# Start of Provided entries

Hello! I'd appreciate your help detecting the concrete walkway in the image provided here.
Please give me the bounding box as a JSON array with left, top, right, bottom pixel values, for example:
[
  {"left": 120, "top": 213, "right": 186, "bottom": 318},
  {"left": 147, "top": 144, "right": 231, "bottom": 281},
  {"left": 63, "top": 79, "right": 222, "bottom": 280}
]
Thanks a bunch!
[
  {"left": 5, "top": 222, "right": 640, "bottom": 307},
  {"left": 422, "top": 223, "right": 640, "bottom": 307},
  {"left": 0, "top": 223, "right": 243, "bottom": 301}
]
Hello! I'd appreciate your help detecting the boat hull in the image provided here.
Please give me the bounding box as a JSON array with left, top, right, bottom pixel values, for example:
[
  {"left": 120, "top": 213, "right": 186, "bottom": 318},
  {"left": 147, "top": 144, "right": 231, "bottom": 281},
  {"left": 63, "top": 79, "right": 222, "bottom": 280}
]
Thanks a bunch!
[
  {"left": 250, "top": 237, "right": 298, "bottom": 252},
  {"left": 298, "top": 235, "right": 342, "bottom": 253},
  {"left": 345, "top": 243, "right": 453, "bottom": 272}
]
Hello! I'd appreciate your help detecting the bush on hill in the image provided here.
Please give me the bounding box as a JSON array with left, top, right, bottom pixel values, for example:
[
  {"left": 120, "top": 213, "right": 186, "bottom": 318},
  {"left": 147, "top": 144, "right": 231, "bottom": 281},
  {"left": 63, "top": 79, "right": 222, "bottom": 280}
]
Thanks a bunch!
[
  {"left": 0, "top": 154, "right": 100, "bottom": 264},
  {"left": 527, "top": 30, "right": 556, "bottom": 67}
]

# End of Provided entries

• What needs to be done
Could you repeat all of the lines above word for word, with nothing changed, added, or left out?

• Response below
Hello! I'd appreciate your help detecting the concrete walkway in the image provided here.
Please give me the bounding box as a JSON array with left, top, right, bottom pixel values, for example:
[
  {"left": 120, "top": 213, "right": 186, "bottom": 318},
  {"left": 147, "top": 144, "right": 231, "bottom": 281},
  {"left": 63, "top": 79, "right": 222, "bottom": 280}
]
Thanks a bunch!
[
  {"left": 5, "top": 222, "right": 640, "bottom": 307},
  {"left": 422, "top": 223, "right": 640, "bottom": 307},
  {"left": 0, "top": 223, "right": 243, "bottom": 301}
]
Hello! I'd appreciate your help detecting the boat hull in the image provided here.
Please give me the bounding box as a JSON array with left, top, right, bottom pixel values, for example:
[
  {"left": 120, "top": 213, "right": 186, "bottom": 318},
  {"left": 147, "top": 144, "right": 231, "bottom": 281},
  {"left": 63, "top": 79, "right": 222, "bottom": 280}
]
Thanks a bunch!
[
  {"left": 250, "top": 237, "right": 298, "bottom": 252},
  {"left": 298, "top": 235, "right": 342, "bottom": 253},
  {"left": 345, "top": 243, "right": 453, "bottom": 272}
]
Hello! I'd appreciate your help detecting the bush on hill in the image provided here.
Please give me the bounding box as a JSON array with left, top, right, bottom pixel values, for example:
[
  {"left": 120, "top": 213, "right": 186, "bottom": 318},
  {"left": 147, "top": 144, "right": 231, "bottom": 281},
  {"left": 63, "top": 79, "right": 222, "bottom": 280}
]
Thanks a bunch!
[
  {"left": 0, "top": 154, "right": 100, "bottom": 264},
  {"left": 527, "top": 30, "right": 556, "bottom": 67}
]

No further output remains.